Source data:
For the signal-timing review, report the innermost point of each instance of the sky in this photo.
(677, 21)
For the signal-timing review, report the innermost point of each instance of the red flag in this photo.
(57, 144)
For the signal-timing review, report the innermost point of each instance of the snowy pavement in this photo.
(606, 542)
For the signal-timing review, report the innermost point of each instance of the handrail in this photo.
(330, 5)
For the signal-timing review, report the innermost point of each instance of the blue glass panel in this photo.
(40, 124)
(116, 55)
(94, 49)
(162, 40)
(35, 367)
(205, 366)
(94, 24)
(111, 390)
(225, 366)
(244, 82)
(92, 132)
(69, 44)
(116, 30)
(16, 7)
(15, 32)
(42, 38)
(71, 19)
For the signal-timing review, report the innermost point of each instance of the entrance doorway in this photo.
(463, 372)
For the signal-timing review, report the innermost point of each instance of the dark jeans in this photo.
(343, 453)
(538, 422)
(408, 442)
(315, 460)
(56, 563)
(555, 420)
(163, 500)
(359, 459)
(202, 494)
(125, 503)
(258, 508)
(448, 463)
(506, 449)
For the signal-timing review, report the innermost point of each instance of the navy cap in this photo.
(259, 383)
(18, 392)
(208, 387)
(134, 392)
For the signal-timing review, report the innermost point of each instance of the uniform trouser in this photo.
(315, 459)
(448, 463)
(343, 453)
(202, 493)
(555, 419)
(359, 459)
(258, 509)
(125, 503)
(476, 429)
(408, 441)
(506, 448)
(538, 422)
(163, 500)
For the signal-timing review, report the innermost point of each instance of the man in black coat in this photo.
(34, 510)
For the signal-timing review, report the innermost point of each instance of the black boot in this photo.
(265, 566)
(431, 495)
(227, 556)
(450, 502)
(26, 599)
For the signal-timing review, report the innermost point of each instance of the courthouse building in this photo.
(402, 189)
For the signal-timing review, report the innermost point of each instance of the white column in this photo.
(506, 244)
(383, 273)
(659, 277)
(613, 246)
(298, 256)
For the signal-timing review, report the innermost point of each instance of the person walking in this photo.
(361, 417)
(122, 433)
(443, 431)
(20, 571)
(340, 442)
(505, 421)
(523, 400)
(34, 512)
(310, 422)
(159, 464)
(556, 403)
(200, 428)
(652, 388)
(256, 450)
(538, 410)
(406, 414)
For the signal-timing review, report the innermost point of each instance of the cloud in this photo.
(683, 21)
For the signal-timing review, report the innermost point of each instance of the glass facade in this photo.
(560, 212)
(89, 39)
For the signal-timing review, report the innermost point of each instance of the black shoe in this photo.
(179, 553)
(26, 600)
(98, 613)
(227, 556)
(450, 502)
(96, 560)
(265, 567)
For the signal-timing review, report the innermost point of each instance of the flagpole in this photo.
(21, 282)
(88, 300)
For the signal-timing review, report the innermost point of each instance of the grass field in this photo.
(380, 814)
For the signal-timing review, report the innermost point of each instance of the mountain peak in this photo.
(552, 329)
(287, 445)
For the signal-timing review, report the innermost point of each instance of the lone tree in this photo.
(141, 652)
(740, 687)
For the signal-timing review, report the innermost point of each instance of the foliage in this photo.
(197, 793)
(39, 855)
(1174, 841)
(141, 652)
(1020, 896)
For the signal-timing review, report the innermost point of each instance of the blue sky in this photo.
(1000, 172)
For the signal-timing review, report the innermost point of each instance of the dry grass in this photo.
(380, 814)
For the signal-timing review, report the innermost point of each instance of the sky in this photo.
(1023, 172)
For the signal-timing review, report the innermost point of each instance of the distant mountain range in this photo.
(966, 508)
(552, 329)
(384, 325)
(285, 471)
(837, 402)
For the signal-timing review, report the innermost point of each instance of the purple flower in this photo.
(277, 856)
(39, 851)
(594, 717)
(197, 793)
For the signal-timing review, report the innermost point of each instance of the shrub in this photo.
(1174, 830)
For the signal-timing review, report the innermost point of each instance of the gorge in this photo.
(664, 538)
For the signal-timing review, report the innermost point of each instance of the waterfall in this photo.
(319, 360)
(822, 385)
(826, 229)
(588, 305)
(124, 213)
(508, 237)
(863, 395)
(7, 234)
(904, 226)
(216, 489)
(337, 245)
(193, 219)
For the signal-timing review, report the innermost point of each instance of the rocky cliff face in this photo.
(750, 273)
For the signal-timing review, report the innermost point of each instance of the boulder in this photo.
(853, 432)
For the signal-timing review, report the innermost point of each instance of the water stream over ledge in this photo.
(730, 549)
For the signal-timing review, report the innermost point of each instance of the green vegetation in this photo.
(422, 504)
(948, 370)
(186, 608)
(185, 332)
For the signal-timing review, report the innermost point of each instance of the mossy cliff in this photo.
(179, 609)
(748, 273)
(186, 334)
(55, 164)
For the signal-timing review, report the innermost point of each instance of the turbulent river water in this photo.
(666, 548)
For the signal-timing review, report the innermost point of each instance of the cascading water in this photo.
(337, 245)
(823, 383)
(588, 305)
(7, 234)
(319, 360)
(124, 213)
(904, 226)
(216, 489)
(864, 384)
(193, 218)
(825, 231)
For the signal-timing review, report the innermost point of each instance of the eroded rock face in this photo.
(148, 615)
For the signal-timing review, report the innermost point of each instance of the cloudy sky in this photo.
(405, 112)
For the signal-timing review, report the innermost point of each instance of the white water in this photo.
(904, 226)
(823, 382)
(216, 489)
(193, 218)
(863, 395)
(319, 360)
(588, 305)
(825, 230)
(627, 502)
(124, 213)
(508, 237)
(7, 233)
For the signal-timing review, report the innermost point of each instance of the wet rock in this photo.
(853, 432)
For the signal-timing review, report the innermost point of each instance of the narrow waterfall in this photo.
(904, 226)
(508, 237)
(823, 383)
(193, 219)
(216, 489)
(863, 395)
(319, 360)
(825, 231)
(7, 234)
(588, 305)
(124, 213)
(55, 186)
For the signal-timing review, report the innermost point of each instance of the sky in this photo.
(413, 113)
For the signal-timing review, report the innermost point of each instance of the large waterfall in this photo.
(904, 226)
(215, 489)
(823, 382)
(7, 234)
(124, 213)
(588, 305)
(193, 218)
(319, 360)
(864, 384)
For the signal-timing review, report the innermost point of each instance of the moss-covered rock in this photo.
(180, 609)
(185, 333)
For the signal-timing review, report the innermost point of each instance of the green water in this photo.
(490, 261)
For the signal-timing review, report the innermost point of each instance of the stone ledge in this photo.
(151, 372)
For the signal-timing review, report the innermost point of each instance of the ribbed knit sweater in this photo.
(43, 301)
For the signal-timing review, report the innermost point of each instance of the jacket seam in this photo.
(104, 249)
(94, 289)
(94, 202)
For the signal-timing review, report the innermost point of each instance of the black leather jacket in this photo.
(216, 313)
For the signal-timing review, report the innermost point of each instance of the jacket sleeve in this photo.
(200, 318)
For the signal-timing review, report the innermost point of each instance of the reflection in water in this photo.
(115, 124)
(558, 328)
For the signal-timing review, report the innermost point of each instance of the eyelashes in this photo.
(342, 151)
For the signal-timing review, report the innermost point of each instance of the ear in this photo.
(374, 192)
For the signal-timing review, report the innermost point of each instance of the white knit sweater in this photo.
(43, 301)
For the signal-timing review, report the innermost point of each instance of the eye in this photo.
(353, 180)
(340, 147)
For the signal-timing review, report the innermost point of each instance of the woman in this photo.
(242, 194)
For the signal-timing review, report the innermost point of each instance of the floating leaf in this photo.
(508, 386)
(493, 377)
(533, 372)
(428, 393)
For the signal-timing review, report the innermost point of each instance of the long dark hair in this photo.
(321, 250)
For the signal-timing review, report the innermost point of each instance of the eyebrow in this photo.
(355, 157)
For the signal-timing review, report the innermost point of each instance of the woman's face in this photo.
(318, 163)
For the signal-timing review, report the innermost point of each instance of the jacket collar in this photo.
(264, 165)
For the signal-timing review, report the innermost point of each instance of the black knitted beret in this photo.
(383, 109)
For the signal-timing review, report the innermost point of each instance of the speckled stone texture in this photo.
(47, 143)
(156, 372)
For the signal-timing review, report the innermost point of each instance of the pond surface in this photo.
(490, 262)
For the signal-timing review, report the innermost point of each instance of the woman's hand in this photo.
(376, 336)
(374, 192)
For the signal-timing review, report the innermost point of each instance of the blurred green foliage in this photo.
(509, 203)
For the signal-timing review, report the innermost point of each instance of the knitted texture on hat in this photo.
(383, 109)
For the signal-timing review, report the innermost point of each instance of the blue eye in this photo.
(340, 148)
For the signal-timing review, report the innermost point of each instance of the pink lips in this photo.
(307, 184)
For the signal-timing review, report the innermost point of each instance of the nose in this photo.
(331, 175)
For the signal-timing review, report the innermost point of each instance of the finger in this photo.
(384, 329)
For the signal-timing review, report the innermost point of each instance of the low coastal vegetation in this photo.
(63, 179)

Activity: Copy exactly the line that contains "collar in this photo." and every line after it, up to and including the last line of the records.

Written solution:
For the signal-timing review, report the innermost point of each instance of the jacket collar in this photo.
(264, 165)
For the signal-timing review, report the innermost point of each instance of the black knitted beret in this photo.
(383, 109)
For the signal-timing review, report the innermost point of each instance of the speckled stone texture in this photo.
(47, 143)
(156, 372)
For the signal-timing review, report the innermost point of each instance of the pond surface in this photo.
(490, 262)
For the signal-timing review, report the innermost point of each instance of the woman's hand in this photo.
(376, 336)
(374, 192)
For the signal-timing review, report the innermost point of each instance of the blurred green foliage in this photo.
(509, 203)
For the signal-timing review, report the innermost point of each instance of the knitted texture on hat in this photo.
(383, 109)
For the signal-timing review, report the innermost point of each instance of the blue eye in this photo.
(340, 148)
For the signal-timing review, report the innermost point of each instance of the pink lips in this photo.
(307, 184)
For the signal-timing review, report the innermost point of each instance of the nose in this photo.
(331, 175)
For the signal-timing review, report the innermost point of each instance of the finger in this photo.
(384, 329)
For the signal-timing review, report the innermost point of each instance of the low coastal vegetation in this photo.
(63, 179)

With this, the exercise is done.